CONJUNTO DE TAREFAS:
1. Segundo o texto sobre educação no interior, qual a porcentagem de maranhenses com acesso à internet?
2. Transcreva literalmente, do texto sobre educação no interior, o trecho que vai de "Esse fato já" até "federais ou estaduais.".

-------- TEXTO DO DOCUMENTO --------

Bruno só pôde ser selecionado no Exame para o curso, por meio da cota racial e de escola pública “a cota racial é muito importante, mas a de escola pública pesou muito pra mim, de onde eu vim ela é capaz de minimizar essa desigualdade dentro da faculdade”, afirma.
Esse fato já é de conhecimento popular em um País tão desigual como o Brasil, já é uma tradição entre os alunos de escola pública saberem que para terem as mesmas oportunidades que os alunos de instituições privadas, irão ter que se esforçar três vezes mais para correr atrás do que falta por conta das condições de ensino de redes municipais e estaduais. Para tentar remediar a situação, a Lei 12.711/2012 garante que 50% das vagas nas Universidades Federais e nos Institutos Federais de Educação sejam destinados para alunos que fizeram o Ensino Médio em escolas públicas municipais, federais ou estaduais.
Educação é direito, mas no no interior é privilégio
Mas isso não quer dizer que para alunos onde o educação de base chegue com mais dificuldade, a Lei seja tão eficaz assim. Em um contexto de pandemia, as aulas online representam um empecilho ainda maior de alcançar o sonho do Ensino Superior, para os que não residem nos grandes centros urbanos e não tem condições de se matricular em faculdades privadas. Em uma pesquisa divulgada pelo Instituto Brasileiro de Geografia e Estática (IBGE), somente 56,1% dos maranhenses tem acesso à internet. O estudante João Victor (nome fictício para preservar anonimato fonte), por exemplo, da rede de ensino do Estado do Maranhão de Itinga, confessa que o seu uso com a internet é limitado devido aos dados do seu celular, e que as aulas remotas dificultam a vida de quem não é acostumado com tecnologia. “A ideia é legal, mas eu acho que deveria ser pensado mais na gente de lugares mais afastados, lugares com mais dificuldades de ter acesso às redes sem fio para as realizações dessas atividades escolares”, lamenta.
A professora de Português do ensino médio da Rede Estadual de Itinga, Eronilde Alves, comenta que a medida de aulas online foi uma saída encontrada para que o calendário escolar não seja ainda mais afetado pela crise do COVID-19, porém, apesar do engajamento dos alunos que podem participar, a falta de acesso à internet de qualidade é um problema para que as aulas sigam com um bom aproveitamento. “Eles não conseguem entrar na sala e falam que é muito pesado, as aulas consomem muita internet e muitos usam dados móveis, pois não têm wi-fi em casa”.
A professora ainda ressalta que para os alunos do turno noturno as dificuldades são ainda maiores, e que recebe reclamações de todas as turmas. “Para os alunos da noite não está sendo proveitoso, nem 50% conseguem participar, são os meninos que trabalham informalmente, são as meninas que são mães, são os senhores do EJA”, completa. Ou seja para os estudantes pertencentes ao Ensino Médio, as chances de disputa entre os moradores de cidades maiores está ainda mais desproporcional.
Infelizmente ainda sendo uma exceção, Bruno acredita sim que sua história que pode uma fonte de inspiração para aqueles são do interior e tem o sonho de mudar a história das suas famílias através do Ensino Superior, ocupando as Universidade Federais, que afinal de contas um direito para todos. Aos conterrâneos da cidade natal ele deixa a conselho, “Pra quem tem o sonho, independente do curso não desista, apesar da sua condição, do que for, há sempre um jeito pra tudo, você tem que persistir e lutar”.

-------- TRECHOS DOS ITENS --------

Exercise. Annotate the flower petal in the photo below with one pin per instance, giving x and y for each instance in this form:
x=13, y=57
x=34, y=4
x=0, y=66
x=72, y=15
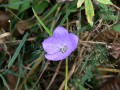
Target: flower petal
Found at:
x=57, y=56
x=49, y=45
x=71, y=42
x=59, y=31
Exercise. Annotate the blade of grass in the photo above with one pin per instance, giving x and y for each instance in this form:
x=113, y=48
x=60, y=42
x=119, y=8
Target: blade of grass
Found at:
x=51, y=11
x=17, y=50
x=4, y=81
x=41, y=22
x=39, y=60
x=14, y=4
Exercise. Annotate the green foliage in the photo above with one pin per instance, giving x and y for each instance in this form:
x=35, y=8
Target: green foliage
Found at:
x=40, y=6
x=12, y=60
x=41, y=22
x=12, y=2
x=97, y=57
x=105, y=1
x=89, y=10
x=116, y=27
x=79, y=3
x=4, y=81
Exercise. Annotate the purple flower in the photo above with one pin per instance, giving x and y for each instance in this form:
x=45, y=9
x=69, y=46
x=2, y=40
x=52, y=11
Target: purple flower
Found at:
x=60, y=45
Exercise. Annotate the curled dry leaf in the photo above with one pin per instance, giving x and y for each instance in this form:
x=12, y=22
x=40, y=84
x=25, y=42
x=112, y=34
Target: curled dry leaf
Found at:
x=113, y=84
x=4, y=17
x=113, y=39
x=22, y=26
x=114, y=49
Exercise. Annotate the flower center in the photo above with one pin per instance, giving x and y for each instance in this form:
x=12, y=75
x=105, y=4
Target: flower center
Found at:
x=63, y=49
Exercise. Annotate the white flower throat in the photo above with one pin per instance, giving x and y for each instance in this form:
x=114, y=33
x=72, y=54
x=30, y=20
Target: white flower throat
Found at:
x=63, y=48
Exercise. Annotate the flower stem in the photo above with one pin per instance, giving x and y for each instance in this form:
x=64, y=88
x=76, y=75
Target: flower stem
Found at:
x=66, y=74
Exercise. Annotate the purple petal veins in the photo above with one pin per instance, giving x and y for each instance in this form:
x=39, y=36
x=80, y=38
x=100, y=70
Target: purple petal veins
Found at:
x=60, y=45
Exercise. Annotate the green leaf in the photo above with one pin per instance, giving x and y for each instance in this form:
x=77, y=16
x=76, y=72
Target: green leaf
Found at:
x=117, y=27
x=41, y=22
x=79, y=3
x=17, y=50
x=105, y=1
x=89, y=10
x=24, y=6
x=14, y=6
x=39, y=7
x=4, y=82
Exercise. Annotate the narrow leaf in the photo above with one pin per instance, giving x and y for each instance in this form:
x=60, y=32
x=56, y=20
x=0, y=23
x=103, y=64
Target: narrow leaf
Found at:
x=41, y=22
x=105, y=1
x=79, y=3
x=89, y=10
x=17, y=50
x=4, y=82
x=117, y=27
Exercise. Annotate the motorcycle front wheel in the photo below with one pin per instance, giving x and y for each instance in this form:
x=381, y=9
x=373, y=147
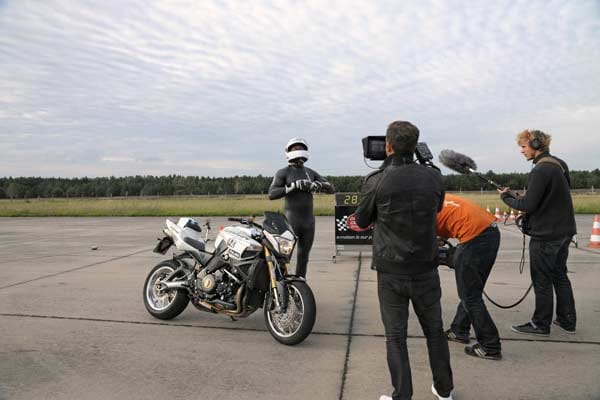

--------

RESPOSTAS POR TAREFA:
1. 56,1% dos maranhenses.

2.
Esse fato já é de conhecimento popular em um País tão desigual como o Brasil, já é uma tradição entre os alunos de escola pública saberem que para terem as mesmas oportunidades que os alunos de instituições privadas, irão ter que se esforçar três vezes mais para correr atrás do que falta por conta das condições de ensino de redes municipais e estaduais. Para tentar remediar a situação, a Lei 12.711/2012 garante que 50% das vagas nas Universidades Federais e nos Institutos Federais de Educação sejam destinados para alunos que fizeram o Ensino Médio em escolas públicas municipais, federais ou estaduais.